__Task goal__. The records should be repeated word for word, pictures excluded.

Top of Supplied data

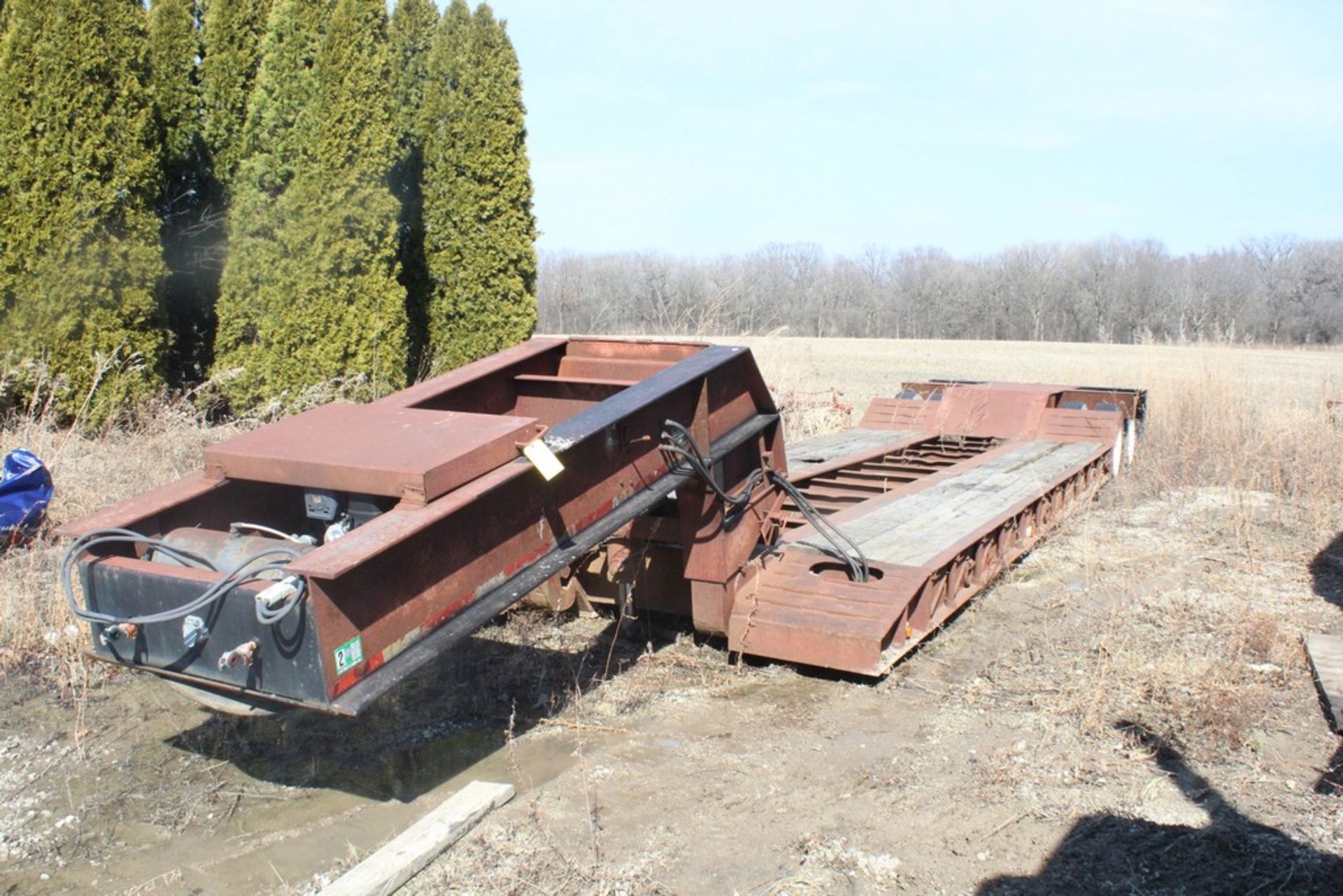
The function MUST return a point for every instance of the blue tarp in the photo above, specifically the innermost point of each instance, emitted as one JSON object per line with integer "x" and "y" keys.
{"x": 24, "y": 493}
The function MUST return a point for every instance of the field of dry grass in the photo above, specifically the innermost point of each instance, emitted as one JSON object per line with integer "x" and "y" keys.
{"x": 1134, "y": 688}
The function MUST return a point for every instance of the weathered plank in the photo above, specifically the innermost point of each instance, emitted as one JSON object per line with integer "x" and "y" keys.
{"x": 1326, "y": 653}
{"x": 918, "y": 527}
{"x": 403, "y": 858}
{"x": 823, "y": 449}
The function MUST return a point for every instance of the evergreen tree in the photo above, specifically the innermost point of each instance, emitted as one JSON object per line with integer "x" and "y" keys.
{"x": 410, "y": 41}
{"x": 187, "y": 194}
{"x": 478, "y": 223}
{"x": 233, "y": 33}
{"x": 80, "y": 257}
{"x": 311, "y": 292}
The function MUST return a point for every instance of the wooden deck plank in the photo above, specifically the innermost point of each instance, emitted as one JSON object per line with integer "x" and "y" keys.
{"x": 827, "y": 448}
{"x": 1326, "y": 653}
{"x": 915, "y": 528}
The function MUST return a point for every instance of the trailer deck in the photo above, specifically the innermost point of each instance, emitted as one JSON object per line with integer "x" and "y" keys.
{"x": 397, "y": 528}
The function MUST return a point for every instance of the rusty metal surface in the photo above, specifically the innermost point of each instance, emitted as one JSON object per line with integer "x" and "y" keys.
{"x": 407, "y": 453}
{"x": 477, "y": 528}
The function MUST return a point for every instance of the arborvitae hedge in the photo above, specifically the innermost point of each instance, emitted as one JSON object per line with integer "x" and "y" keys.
{"x": 353, "y": 192}
{"x": 478, "y": 222}
{"x": 309, "y": 296}
{"x": 188, "y": 195}
{"x": 233, "y": 33}
{"x": 80, "y": 171}
{"x": 410, "y": 42}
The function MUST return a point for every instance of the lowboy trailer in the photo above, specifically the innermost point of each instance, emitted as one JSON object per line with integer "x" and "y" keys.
{"x": 319, "y": 560}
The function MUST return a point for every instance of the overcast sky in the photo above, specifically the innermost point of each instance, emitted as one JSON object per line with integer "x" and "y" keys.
{"x": 704, "y": 128}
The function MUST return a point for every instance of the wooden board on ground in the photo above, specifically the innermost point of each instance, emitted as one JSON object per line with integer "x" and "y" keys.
{"x": 1326, "y": 653}
{"x": 403, "y": 858}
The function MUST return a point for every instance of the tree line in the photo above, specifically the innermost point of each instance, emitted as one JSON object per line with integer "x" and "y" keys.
{"x": 252, "y": 198}
{"x": 1279, "y": 290}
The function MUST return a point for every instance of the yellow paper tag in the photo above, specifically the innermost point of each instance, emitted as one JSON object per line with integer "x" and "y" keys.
{"x": 543, "y": 458}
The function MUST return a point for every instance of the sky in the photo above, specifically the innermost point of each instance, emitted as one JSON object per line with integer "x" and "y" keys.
{"x": 700, "y": 128}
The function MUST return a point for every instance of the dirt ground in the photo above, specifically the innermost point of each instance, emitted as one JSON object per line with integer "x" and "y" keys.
{"x": 1128, "y": 711}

Bottom of Supplied data

__Result of this task__.
The function MUST return a point for every instance of the blue tarp in the photo above, specifically the innermost point of each instance, emitted as one JSON object per line with integer "x" and "y" keys.
{"x": 24, "y": 493}
The function MUST return a point for every instance of the field of dry grass in the photo above, specifically the innermost point of each instance, emitted as one JSON object per line with integer "x" and "y" keys.
{"x": 1134, "y": 688}
The function MUST return a point for every instance of the weathered plank in the photo above, specifically the innermost point of each instance, emitted as one JSON object per line with integer "x" and "y" keys.
{"x": 1326, "y": 653}
{"x": 918, "y": 527}
{"x": 403, "y": 858}
{"x": 823, "y": 449}
The function MUST return a point for every instance of the evergreen tree in the photo above, specifically the innermost point of each instance, emitted as one JSON object per line with integer "x" and "y" keys.
{"x": 410, "y": 41}
{"x": 187, "y": 194}
{"x": 478, "y": 223}
{"x": 233, "y": 33}
{"x": 80, "y": 257}
{"x": 311, "y": 292}
The function MUST return a point for every instance of the wooden deck plank in the photo above, specifically the innermost point of each instance, emitted as one JSON object per line with integer "x" and "y" keys.
{"x": 827, "y": 448}
{"x": 1326, "y": 653}
{"x": 915, "y": 528}
The function MUST return a point for every instance of the trailer deck in the photo above, specifically the innermost point of each instance, emitted as one JSON object per line with integer "x" and "y" keys.
{"x": 397, "y": 528}
The function MUST return a point for every instance of the rusty metal surface in the photo above, specifically the innermost point of each instance, emitted as one JSON object per line with integer "x" and "y" keys.
{"x": 407, "y": 453}
{"x": 477, "y": 528}
The function MUST return a point for every instance of the arborvitae hedge in the photo above, specifically the innermost point of each instance, emitted as one JSON object per line with integer "x" and "y" keys.
{"x": 353, "y": 192}
{"x": 478, "y": 222}
{"x": 309, "y": 296}
{"x": 188, "y": 195}
{"x": 233, "y": 33}
{"x": 80, "y": 171}
{"x": 410, "y": 42}
The function MUST return a point for every instance of the lowboy trailer in the photo above, specifically the innermost point of each instance, emitted as one JSON object per line with integer "x" and "y" keys.
{"x": 319, "y": 560}
The function MUST return a point for every instance of the overcast sky in the photo above, specifically the innermost point of each instance, emitted as one JSON object per line with integer "x" and "y" keys.
{"x": 704, "y": 128}
The function MUST return a point for every instance of the wooden board on ground in the photo above, specifically the innermost point of each instance, emitted as one JSON object per line with integer "x" and "y" keys.
{"x": 1326, "y": 653}
{"x": 403, "y": 858}
The function MUST return a point for every instance of the tree line in the photo above, specifically the innermost point of each instance, emitted as one JSON object per line with integer "x" and "y" keys.
{"x": 252, "y": 198}
{"x": 1279, "y": 290}
The function MUST return a point for every instance of the yellow paper tag in the photo above, specifically the innermost point of each instance, emitted as one JSON object per line with integer "x" and "y" keys.
{"x": 543, "y": 458}
The function MUST return a point for every instance of the sky in the photo above, specifically the innermost point of each instance, emitted as one JSON object per line with integer "x" and "y" keys.
{"x": 700, "y": 128}
The function MUST return a point for every instance of the dirt ground in the photo above, specifically the innermost point of each instance, emitted as one JSON object per line with integer "x" and "y" keys.
{"x": 1128, "y": 711}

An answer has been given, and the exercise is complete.